**Task input**
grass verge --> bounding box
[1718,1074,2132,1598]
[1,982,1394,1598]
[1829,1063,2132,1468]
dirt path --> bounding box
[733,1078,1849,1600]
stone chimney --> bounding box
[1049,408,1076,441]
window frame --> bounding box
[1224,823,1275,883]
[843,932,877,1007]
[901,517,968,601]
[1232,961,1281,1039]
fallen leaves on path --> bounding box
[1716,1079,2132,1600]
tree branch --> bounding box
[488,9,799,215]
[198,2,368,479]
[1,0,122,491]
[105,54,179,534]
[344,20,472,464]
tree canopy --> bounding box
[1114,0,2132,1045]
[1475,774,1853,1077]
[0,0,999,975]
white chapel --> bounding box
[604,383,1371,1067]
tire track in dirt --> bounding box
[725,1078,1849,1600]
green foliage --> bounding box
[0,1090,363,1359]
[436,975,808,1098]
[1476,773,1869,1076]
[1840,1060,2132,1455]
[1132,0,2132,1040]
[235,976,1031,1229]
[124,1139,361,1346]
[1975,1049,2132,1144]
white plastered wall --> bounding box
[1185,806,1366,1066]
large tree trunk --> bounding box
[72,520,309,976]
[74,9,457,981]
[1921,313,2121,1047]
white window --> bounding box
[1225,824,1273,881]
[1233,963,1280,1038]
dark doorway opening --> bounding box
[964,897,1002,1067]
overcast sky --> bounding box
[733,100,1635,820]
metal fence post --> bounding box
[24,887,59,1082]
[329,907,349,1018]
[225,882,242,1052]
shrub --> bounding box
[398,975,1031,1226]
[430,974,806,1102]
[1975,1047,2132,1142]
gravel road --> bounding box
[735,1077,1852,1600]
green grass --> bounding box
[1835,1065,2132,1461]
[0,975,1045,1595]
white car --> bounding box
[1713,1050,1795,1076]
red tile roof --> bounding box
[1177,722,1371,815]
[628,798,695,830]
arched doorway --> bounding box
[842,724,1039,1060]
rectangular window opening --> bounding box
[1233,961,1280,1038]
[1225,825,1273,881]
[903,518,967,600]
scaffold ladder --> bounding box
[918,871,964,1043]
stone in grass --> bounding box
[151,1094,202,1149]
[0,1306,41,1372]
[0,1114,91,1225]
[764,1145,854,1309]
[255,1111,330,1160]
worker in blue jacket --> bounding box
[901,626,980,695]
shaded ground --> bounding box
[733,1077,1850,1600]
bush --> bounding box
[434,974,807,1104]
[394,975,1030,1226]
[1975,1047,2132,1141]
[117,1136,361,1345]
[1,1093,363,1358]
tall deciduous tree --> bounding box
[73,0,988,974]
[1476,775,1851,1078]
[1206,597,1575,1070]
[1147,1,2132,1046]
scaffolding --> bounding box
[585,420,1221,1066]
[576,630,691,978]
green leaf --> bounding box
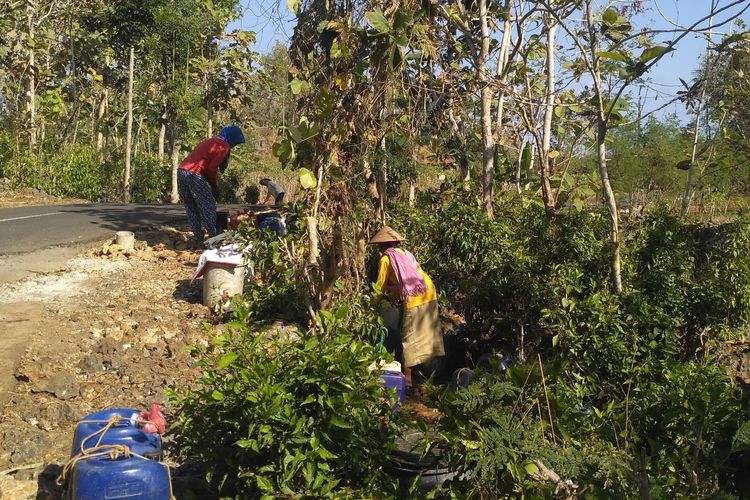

**Assignment**
The answer must match the entries above line for line, with the pictures dropped.

**Exercise answer**
grass verge --> bounding box
[1718,1074,2132,1598]
[1,982,1394,1598]
[1829,1063,2132,1468]
dirt path --> bounding box
[733,1078,1849,1600]
stone chimney --> bounding box
[1049,408,1076,441]
window frame --> bounding box
[1224,823,1275,883]
[843,932,877,1007]
[901,517,968,601]
[1232,961,1281,1039]
fallen leaves on path --> bounding box
[1716,1079,2132,1600]
tree branch --> bounding box
[488,9,799,215]
[198,2,368,479]
[1,0,122,491]
[105,54,179,534]
[344,20,472,464]
tree canopy --> bounding box
[1114,0,2132,1045]
[1475,774,1853,1077]
[0,0,999,975]
white chapel --> bounding box
[604,383,1371,1067]
tire track in dirt --> bounding box
[725,1078,1849,1600]
green foliage --> bounding box
[0,1090,363,1359]
[436,975,808,1098]
[1476,773,1869,1076]
[1840,1060,2132,1455]
[1132,0,2132,1040]
[235,976,1031,1229]
[124,1139,361,1346]
[1975,1049,2132,1144]
white plastered wall --> bounding box
[1185,806,1366,1066]
large tree trunk --> bounding box
[72,520,309,976]
[74,9,457,981]
[1921,313,2121,1047]
white window --> bounding box
[1225,824,1273,881]
[1233,963,1280,1038]
dark doorway opening --> bounding box
[964,897,1002,1067]
overcast sky --> bounding box
[733,100,1635,820]
metal fence post --> bounding box
[24,887,59,1082]
[329,907,349,1018]
[225,882,242,1052]
shrub --> bounding box
[398,975,1031,1226]
[430,974,806,1102]
[1975,1047,2132,1142]
gravel road --> bounding box
[735,1077,1852,1600]
green grass --> bounding box
[1835,1065,2132,1461]
[0,975,1045,1595]
white car --> bounding box
[1713,1050,1795,1076]
red tile roof --> bounding box
[1177,722,1371,815]
[628,798,695,830]
arched doorway --> bounding box
[842,724,1039,1060]
rectangular window opening --> bounding box
[1233,961,1280,1038]
[1225,825,1273,881]
[903,518,967,600]
scaffold ladder --> bounding box
[918,871,964,1043]
stone in grass --> bounding box
[151,1094,202,1149]
[0,1306,41,1372]
[0,1114,91,1225]
[764,1145,854,1309]
[255,1111,330,1160]
worker in blue jacket --> bounding box
[901,626,980,695]
shaded ground --> bounding box
[733,1077,1850,1600]
bush --> bounding box
[434,974,807,1104]
[394,975,1030,1226]
[1975,1047,2132,1141]
[117,1136,361,1345]
[1,1093,363,1358]
tall deciduous tree --> bounding box
[73,0,988,974]
[1476,775,1851,1078]
[1206,597,1575,1070]
[1147,1,2132,1046]
scaffolding --> bounding box
[585,420,1221,1066]
[576,630,691,978]
green leaf --> bounding box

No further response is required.